_The exercise_
Copy the records below word for word, keeping every line.

· · ·

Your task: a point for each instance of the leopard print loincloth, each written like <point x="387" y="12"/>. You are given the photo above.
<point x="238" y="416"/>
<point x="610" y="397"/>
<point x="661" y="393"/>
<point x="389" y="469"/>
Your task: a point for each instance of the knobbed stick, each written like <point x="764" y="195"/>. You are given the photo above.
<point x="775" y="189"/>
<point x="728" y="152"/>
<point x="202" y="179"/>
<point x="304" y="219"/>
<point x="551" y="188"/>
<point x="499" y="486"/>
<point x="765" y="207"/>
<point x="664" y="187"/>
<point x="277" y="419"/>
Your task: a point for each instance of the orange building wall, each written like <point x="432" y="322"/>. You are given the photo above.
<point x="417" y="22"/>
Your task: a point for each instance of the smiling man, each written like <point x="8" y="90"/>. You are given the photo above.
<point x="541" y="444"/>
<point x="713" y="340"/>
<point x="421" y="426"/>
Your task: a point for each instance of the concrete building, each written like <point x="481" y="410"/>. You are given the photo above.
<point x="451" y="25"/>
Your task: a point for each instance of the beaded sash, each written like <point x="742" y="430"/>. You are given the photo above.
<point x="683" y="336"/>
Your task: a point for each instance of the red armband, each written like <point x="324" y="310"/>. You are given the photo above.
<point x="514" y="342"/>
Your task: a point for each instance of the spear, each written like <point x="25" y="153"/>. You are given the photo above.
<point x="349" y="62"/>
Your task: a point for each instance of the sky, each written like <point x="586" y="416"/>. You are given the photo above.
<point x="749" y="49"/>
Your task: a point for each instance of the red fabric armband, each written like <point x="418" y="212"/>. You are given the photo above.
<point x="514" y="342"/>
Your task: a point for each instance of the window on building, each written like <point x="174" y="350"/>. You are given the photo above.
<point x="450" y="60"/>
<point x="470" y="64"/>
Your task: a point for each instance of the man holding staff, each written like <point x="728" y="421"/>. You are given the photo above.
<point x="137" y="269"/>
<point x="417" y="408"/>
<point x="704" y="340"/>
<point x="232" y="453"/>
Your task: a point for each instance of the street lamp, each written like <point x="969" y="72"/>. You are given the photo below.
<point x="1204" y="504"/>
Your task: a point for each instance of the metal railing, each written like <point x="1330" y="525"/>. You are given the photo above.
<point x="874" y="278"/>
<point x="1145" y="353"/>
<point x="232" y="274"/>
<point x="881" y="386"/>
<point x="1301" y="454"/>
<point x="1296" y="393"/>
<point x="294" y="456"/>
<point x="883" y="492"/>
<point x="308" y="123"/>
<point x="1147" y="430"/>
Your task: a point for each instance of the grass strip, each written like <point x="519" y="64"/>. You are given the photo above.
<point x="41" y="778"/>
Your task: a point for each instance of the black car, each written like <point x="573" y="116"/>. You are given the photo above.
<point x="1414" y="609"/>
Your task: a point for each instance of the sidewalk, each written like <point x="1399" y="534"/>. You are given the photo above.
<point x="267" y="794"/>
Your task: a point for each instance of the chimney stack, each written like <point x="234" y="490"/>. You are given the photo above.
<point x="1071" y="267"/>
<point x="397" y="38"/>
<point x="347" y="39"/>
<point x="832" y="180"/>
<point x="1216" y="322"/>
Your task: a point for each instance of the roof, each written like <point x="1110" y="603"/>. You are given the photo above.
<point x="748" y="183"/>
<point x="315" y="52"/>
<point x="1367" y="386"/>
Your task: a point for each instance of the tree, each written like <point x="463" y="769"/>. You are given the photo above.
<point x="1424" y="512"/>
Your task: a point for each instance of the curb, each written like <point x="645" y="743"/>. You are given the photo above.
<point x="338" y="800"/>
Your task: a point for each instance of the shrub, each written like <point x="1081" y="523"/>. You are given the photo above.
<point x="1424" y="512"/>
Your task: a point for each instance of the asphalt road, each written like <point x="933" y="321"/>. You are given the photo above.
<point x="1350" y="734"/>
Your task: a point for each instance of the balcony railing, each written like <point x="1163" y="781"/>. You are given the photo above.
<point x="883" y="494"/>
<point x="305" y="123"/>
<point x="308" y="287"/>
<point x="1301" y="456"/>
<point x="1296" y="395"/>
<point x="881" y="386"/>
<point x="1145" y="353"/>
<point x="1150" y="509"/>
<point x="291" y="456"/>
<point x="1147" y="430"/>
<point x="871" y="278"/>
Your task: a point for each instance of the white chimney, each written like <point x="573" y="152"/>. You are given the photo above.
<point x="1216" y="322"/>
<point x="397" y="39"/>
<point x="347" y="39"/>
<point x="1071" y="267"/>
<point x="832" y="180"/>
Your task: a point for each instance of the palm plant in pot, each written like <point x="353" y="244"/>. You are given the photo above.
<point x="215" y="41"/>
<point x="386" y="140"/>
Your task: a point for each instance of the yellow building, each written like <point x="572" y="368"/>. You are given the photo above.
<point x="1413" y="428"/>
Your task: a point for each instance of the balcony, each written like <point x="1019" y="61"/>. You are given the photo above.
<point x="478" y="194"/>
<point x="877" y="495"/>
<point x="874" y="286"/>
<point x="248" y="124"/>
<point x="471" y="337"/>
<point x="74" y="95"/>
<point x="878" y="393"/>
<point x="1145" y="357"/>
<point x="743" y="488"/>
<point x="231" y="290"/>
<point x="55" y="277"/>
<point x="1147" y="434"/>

· · ·

_Exercise solution_
Your task: a point for each instance of the leopard print loincloth, each written like <point x="387" y="12"/>. You are given the photo above.
<point x="238" y="416"/>
<point x="610" y="397"/>
<point x="661" y="393"/>
<point x="389" y="469"/>
Your task: a point for each instance of the knobbed stick, each written like <point x="764" y="195"/>. You are given the photo above.
<point x="775" y="189"/>
<point x="728" y="152"/>
<point x="202" y="179"/>
<point x="304" y="219"/>
<point x="551" y="188"/>
<point x="499" y="486"/>
<point x="765" y="207"/>
<point x="664" y="187"/>
<point x="277" y="419"/>
Your task: a point for each instance of the orange building wall, each written like <point x="432" y="322"/>. You are given the photo above.
<point x="417" y="22"/>
Your task: a point for each instance of the smiling man, each written like <point x="8" y="90"/>. You are given the photo above.
<point x="541" y="444"/>
<point x="713" y="340"/>
<point x="421" y="426"/>
Your task: a point for each instance of the concrete building, each written like <point x="481" y="410"/>. You are given the photo above.
<point x="451" y="25"/>
Your task: a point for each instance of the beaded sash, each written like <point x="742" y="430"/>. You are given the photo above.
<point x="683" y="336"/>
Your task: a point for each instance of the red armband, each written like <point x="324" y="310"/>. You are given the photo above.
<point x="514" y="342"/>
Your task: a point for each instance of the spear, each written like <point x="25" y="153"/>. You are given the photo above.
<point x="349" y="62"/>
Your task: a point for each instance of the sky, each written like <point x="586" y="416"/>. You are given the photo above.
<point x="749" y="49"/>
Your task: a point for each instance of the red fabric armband, each written like <point x="418" y="212"/>. You are given the photo above.
<point x="514" y="342"/>
Your task: a point for each instance of the window on building, each written like <point x="174" y="350"/>. You are given the photo above.
<point x="450" y="60"/>
<point x="470" y="64"/>
Your task: a point for each instance of the man holding staff, each written like <point x="728" y="421"/>. You are given the photo above.
<point x="137" y="269"/>
<point x="417" y="408"/>
<point x="704" y="340"/>
<point x="232" y="453"/>
Your task: a point for each instance of the street lamp, each written like <point x="969" y="72"/>. You are given the photo below.
<point x="1204" y="504"/>
Your task: a point for each instance of the metal railing, each written like <point x="1330" y="525"/>. You are given the photo above.
<point x="874" y="278"/>
<point x="1145" y="353"/>
<point x="232" y="274"/>
<point x="881" y="386"/>
<point x="1301" y="454"/>
<point x="1296" y="393"/>
<point x="294" y="456"/>
<point x="883" y="492"/>
<point x="308" y="123"/>
<point x="1147" y="430"/>
Your task: a point for each instance of the grass strip, each written like <point x="519" y="64"/>. You are given the photo above.
<point x="41" y="778"/>
Your task: a point for each instance of the black car, each written like <point x="573" y="116"/>. You are given the photo above.
<point x="1414" y="609"/>
Your task: a point for each instance of the sidewalk, each written like <point x="1399" y="534"/>. You are given the photo above.
<point x="267" y="794"/>
Your task: a point for each instance of the chimney stack, each written like <point x="234" y="490"/>. You are given the photo above.
<point x="1071" y="267"/>
<point x="397" y="38"/>
<point x="347" y="39"/>
<point x="832" y="180"/>
<point x="1216" y="322"/>
Your task: a point for each instance of the roof, each written like <point x="1110" y="603"/>. You are given the photo above.
<point x="748" y="183"/>
<point x="315" y="52"/>
<point x="1367" y="386"/>
Your task: a point for each instance of the tree, each written like <point x="463" y="769"/>. You are given the photo above.
<point x="1424" y="512"/>
Your task: a point for each instance of the curb, each written like <point x="645" y="743"/>. You are given the photo above.
<point x="338" y="800"/>
Your task: a point for each instance of the shrub, each written like <point x="1081" y="523"/>. You are given the photo above.
<point x="1424" y="512"/>
Your task: a point for each instance of the asphalt road, each written like <point x="933" y="321"/>. You are given the photo above.
<point x="1350" y="734"/>
Your task: a point for each instance of the balcony railing, each written like <point x="1163" y="781"/>. You are given the photo above.
<point x="883" y="494"/>
<point x="305" y="123"/>
<point x="308" y="287"/>
<point x="1301" y="456"/>
<point x="1296" y="395"/>
<point x="881" y="386"/>
<point x="1145" y="353"/>
<point x="1150" y="509"/>
<point x="291" y="456"/>
<point x="1147" y="430"/>
<point x="871" y="278"/>
Your task: a point for each instance of the white chimney, each written like <point x="573" y="152"/>. You are given the photo above.
<point x="1216" y="322"/>
<point x="397" y="39"/>
<point x="347" y="39"/>
<point x="1071" y="267"/>
<point x="832" y="180"/>
Your task: a point for each instance of the palm plant in pot, each written like <point x="353" y="244"/>. You are given the photo above.
<point x="215" y="41"/>
<point x="386" y="140"/>
Your task: a point for each instance of the yellow building, each written like <point x="572" y="368"/>. You are given the photo above.
<point x="1413" y="428"/>
Your task: a point for each instance of the balcony, each written like <point x="1019" y="61"/>. You are given the photo above.
<point x="478" y="194"/>
<point x="877" y="495"/>
<point x="874" y="286"/>
<point x="248" y="124"/>
<point x="471" y="337"/>
<point x="74" y="95"/>
<point x="878" y="393"/>
<point x="1145" y="357"/>
<point x="743" y="488"/>
<point x="231" y="290"/>
<point x="55" y="277"/>
<point x="1147" y="434"/>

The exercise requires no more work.